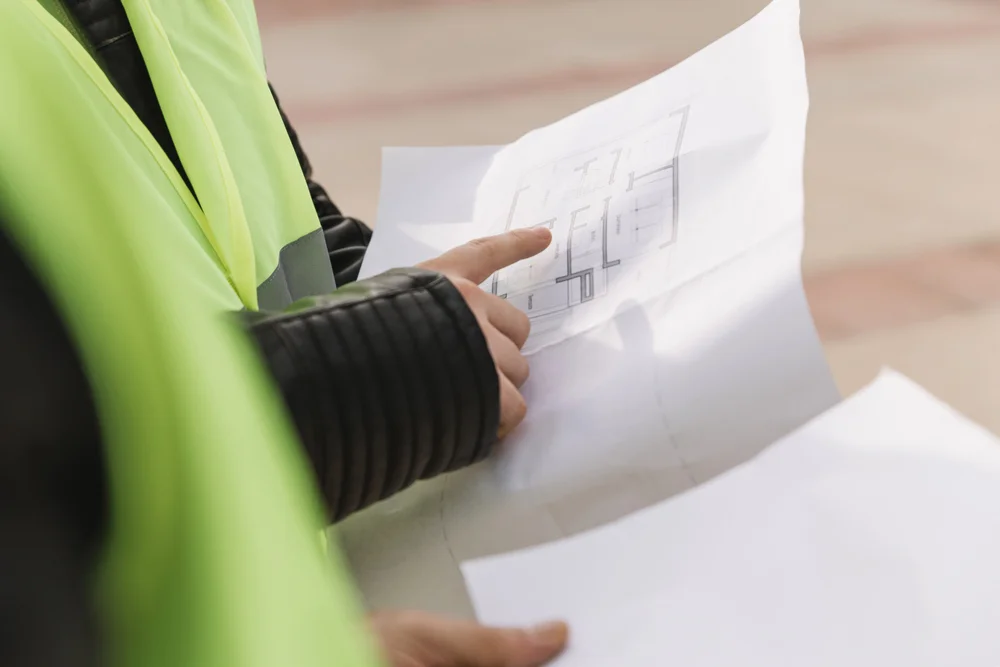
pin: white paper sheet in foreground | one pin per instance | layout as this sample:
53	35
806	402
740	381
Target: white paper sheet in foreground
671	336
871	537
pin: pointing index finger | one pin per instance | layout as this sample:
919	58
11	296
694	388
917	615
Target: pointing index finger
477	260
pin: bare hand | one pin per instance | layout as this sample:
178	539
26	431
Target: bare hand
414	639
506	328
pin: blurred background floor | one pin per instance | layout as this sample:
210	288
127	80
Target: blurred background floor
902	256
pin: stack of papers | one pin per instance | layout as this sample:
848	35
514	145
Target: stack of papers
870	537
672	343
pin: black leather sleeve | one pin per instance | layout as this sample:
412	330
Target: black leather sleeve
346	238
388	380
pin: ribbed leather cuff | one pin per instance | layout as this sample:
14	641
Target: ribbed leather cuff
389	380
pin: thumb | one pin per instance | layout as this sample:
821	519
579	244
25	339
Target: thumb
477	260
498	647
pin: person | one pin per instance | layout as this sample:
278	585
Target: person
153	503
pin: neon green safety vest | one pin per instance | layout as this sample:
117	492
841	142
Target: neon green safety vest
212	557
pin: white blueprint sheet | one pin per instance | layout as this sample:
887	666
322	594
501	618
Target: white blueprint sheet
671	336
870	537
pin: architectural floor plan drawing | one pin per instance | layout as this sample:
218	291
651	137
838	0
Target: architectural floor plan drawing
605	207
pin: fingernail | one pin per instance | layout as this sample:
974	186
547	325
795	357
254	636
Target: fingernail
550	635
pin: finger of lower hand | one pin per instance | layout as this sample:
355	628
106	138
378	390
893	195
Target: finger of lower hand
508	357
477	260
478	646
510	321
512	406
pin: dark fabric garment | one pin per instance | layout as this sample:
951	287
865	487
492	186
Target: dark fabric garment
393	366
388	380
52	494
107	26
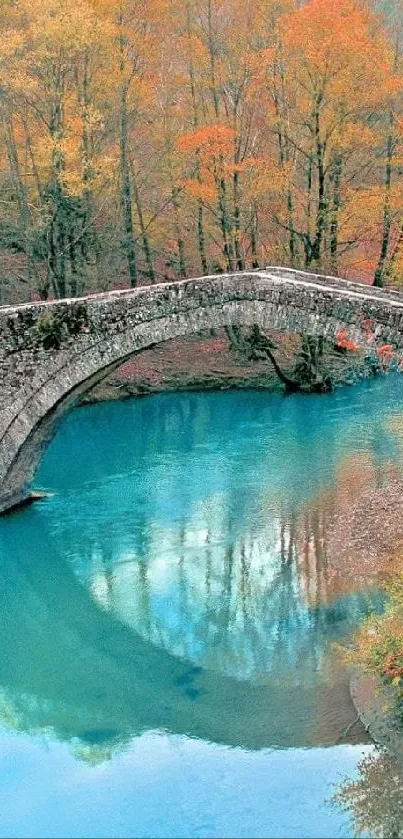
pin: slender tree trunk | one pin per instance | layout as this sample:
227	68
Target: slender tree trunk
125	189
380	270
143	230
334	213
201	237
322	203
254	238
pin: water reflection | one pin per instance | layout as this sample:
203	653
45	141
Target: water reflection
185	574
174	606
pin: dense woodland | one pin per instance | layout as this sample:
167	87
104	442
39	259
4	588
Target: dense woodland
149	140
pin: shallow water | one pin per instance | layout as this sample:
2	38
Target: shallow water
169	616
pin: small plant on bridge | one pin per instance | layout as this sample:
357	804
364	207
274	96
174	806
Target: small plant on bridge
50	330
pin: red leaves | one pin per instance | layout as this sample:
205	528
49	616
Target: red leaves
343	340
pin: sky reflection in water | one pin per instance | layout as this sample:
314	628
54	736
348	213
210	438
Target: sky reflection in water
168	616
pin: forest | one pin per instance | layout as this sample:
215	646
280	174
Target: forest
145	141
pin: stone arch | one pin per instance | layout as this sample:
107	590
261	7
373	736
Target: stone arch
114	326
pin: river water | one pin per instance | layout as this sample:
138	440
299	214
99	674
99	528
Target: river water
170	616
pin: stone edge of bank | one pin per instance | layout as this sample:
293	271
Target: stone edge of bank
373	703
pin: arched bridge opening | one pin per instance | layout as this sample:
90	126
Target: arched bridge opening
51	353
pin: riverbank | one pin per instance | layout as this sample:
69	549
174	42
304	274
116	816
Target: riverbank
374	705
207	362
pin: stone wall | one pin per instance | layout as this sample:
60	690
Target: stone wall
50	353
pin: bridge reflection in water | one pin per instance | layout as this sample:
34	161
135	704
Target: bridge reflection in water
188	581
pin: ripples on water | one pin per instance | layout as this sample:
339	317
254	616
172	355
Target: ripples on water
168	616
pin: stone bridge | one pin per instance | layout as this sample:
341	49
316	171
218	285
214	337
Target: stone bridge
50	353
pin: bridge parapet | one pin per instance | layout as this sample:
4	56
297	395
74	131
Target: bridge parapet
51	352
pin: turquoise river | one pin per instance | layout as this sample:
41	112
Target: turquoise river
170	616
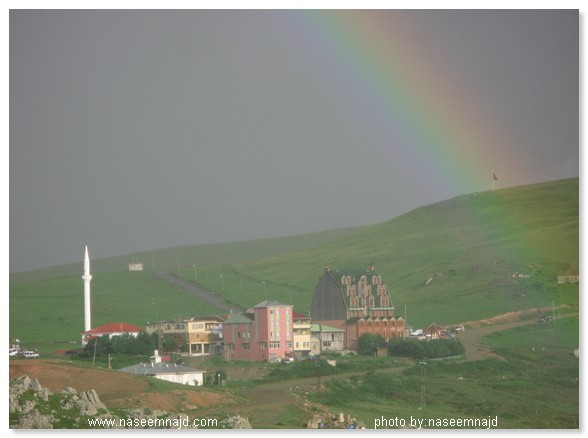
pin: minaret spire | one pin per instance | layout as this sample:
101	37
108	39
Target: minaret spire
87	278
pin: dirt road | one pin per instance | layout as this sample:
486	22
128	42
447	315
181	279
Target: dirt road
199	292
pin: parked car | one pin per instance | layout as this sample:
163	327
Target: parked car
30	354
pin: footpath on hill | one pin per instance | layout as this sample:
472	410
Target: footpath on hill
198	292
470	338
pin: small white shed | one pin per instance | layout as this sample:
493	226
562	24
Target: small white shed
168	371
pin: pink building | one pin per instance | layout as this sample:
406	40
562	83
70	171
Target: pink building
264	335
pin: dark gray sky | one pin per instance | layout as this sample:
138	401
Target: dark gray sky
137	130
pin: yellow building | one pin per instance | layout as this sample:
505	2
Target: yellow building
301	327
195	336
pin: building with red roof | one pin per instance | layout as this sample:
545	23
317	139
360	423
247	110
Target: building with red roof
111	329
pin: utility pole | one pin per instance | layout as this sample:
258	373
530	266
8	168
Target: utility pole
423	384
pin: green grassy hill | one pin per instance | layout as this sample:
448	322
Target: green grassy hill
467	258
481	254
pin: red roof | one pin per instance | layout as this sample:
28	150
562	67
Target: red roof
114	327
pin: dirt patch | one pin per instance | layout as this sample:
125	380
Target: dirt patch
115	389
514	316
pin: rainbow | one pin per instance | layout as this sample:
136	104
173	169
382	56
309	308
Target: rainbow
378	59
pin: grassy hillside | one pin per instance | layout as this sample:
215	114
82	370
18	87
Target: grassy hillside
472	249
46	305
482	254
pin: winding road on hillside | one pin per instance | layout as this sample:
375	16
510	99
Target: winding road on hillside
198	292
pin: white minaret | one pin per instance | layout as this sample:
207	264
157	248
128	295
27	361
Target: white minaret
87	278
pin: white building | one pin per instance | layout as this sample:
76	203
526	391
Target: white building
170	372
111	329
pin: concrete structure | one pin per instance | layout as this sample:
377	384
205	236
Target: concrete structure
197	336
435	331
325	338
301	328
356	302
87	277
170	372
266	334
112	329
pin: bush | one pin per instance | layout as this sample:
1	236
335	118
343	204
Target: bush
426	349
126	344
368	342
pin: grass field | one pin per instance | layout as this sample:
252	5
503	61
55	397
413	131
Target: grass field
528	389
486	254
______
Please rewrite all the records above with "one pin per instance" replaced by "one point per instance" and everything else unchanged, leaving out the pictures.

pin: white paper sheet in foreground | one point per instance | layout as this sample:
53	35
806	402
740	381
Target: white paper sheet in foreground
671	336
871	537
pin: pointing index finger | one point per instance | layout as this sample:
919	58
11	296
694	388
917	615
Target: pointing index finger
477	260
pin: bare hand | one point per instance | layout as this sample:
178	539
26	431
Target: bare hand
414	639
506	328
pin: blurred background floor | one point per instance | layout as this sample:
210	288
127	80
Target: blurred background floor
902	256
pin: stack of papers | one point per instance | layout as this sample:
848	35
514	145
Target: stack of papers
870	537
672	343
pin: black leather sleeve | one point per instance | layout as this sample:
412	330
Target: black leather sleeve
346	238
388	380
pin: ribbed leather cuff | one point per instance | layout as this sample:
14	641
Target: ribbed leather cuff
389	380
pin: thumb | one point per instance | layout as this sample:
821	519
579	244
25	339
Target: thumb
477	260
498	647
pin: person | one point per instance | layout as this sample:
278	585
Target: person
153	503
pin: neon green safety vest | one point per instance | layout as this sample:
117	492
841	142
Target: neon green safety vest
212	557
pin: white blueprint sheet | one point per instance | layout as this sample:
887	666
322	594
501	618
Target: white blueprint sheet
671	336
870	537
pin: architectural floor plan drawing | one point per instance | layout as this sample:
218	291
651	137
838	0
Target: architectural floor plan drawing
605	207
pin: fingernail | one point per instance | layout as this sample:
974	186
547	325
795	357
254	636
Target: fingernail
550	635
pin: finger of lower hand | one point per instance | layout as this sample:
355	628
106	138
378	390
893	195
Target: finger of lower hand
508	357
477	260
478	646
510	321
512	406
pin: dark fabric garment | one point per instance | layout as this sample:
951	287
865	487
492	186
Target: dark fabric garment
393	366
388	380
52	494
107	26
pin: slender tree trunk | one point per instance | layout as this sample:
227	68
Target: slender tree trunk
125	189
380	270
143	230
334	213
201	237
322	203
254	238
pin: water reflection | one point per instance | layout as this sample:
203	653
45	141
Target: water reflection
185	574
174	606
pin: dense woodland | one point per instance | layout as this sample:
167	87
104	442
39	259
4	588
Target: dense woodland
149	140
pin: shallow water | one point per instance | layout as this sample:
2	38
Target: shallow water
169	616
pin: small plant on bridge | one point per instance | layout as this sample:
357	804
364	207
274	96
174	806
Target: small plant on bridge
50	330
pin: red leaves | one point per instance | layout as this sample:
205	528
49	616
Target: red leaves
343	340
pin: sky reflection in water | one point per instance | layout as this sample:
314	628
54	736
348	213
210	438
Target: sky reflection in water
168	616
pin: forest | one point per instance | layout as this sample:
215	646
280	174
Target: forest
145	141
pin: stone arch | one point per instance | layout as this sample:
107	590
261	7
373	736
Target: stone arch
114	326
pin: river water | one point per instance | layout as this sample:
138	440
299	214
99	674
99	528
Target: river water
170	616
pin: stone edge of bank | one point per instance | layout as this sample:
293	271
Target: stone edge of bank
373	703
pin: arched bridge opening | one point per instance | layout as this sample:
90	126
Target: arched bridge opening
51	353
pin: riverbank | one point per instance | layout as this sample:
69	549
174	42
304	274
116	816
Target: riverbank
374	705
207	362
pin: stone wall | one point per instance | layout as this sample:
60	690
Target: stone wall
50	353
pin: bridge reflection in water | one point per instance | layout as this sample:
34	161
135	704
Target: bridge reflection in water
188	581
pin: ripples on water | one point per instance | layout as this sample:
339	317
254	616
172	355
Target: ripples on water
168	616
pin: stone bridge | one point per instance | layout as this sample:
341	49
316	171
218	285
214	337
Target: stone bridge
50	353
pin: bridge parapet | one point per instance | layout as this sample:
4	56
297	395
74	131
Target: bridge parapet
51	352
pin: turquoise river | one point per instance | layout as this sample:
41	112
Target: turquoise river
170	616
pin: minaret spire | one point per instance | layout as this sample:
101	37
108	39
Target: minaret spire
87	278
pin: dirt road | one point per instance | layout as this sample:
486	22
128	42
447	315
181	279
Target: dirt road
199	292
pin: parked car | one point per instance | layout as this sample:
163	327
Target: parked car
30	354
pin: footpath on hill | one point per instance | layout as this sample:
472	410
Target: footpath on hill
198	292
470	338
pin: small white shed | one point per instance | layout as this sample:
493	226
562	24
Target: small white shed
168	371
pin: pink building | one point per instance | layout as this sample:
406	40
562	83
70	171
Target: pink building
264	335
pin: dark gray sky | one point per instance | layout as this sample:
138	401
Target: dark gray sky
137	130
pin: yellow building | one point per instance | layout as this sample:
505	2
Target: yellow building
301	327
195	336
pin: building with red roof | one point per instance | layout as this sample:
545	23
317	139
360	423
247	110
Target: building with red roof
111	329
pin: utility pole | one point per instance | layout as this sample:
258	373
530	266
8	168
Target: utility pole
423	384
pin: green grassy hill | one point per instance | layout as this sample:
448	322
Target: green grassy hill
467	258
481	254
pin: red roof | one point per instance | layout as this sample:
28	150
562	67
Target: red roof
114	327
pin: dirt patch | one point per instance | layout as this sample:
125	380
Target: dirt patch
115	389
514	316
pin: rainbow | one point per instance | layout as this sample:
136	104
173	169
382	56
309	308
Target: rainbow
378	59
pin: grassy hillside | one point per instance | layout as this sample:
215	114
82	370
18	87
Target: grassy hillside
472	249
46	305
482	254
pin: winding road on hillside | one point per instance | layout as this sample:
375	16
510	99
Target: winding road on hillside
198	292
pin: white minaret | one point per instance | layout as this sample:
207	264
157	248
128	295
27	361
Target: white minaret
87	278
pin: white building | one point per instance | layout as this sample:
76	203
526	391
Target: white building
170	372
111	329
pin: concrete structure | one point per instance | layout as this sample:
377	384
205	236
Target: concrete structure
197	336
435	331
325	338
301	328
356	302
87	277
170	372
266	334
112	329
pin: bush | one point per instance | layout as this sample:
1	236
335	118
343	204
Target: bush
426	349
126	344
368	342
pin: grass field | one point per instance | layout as this sample:
252	5
503	61
55	397
413	131
Target: grass field
528	389
486	254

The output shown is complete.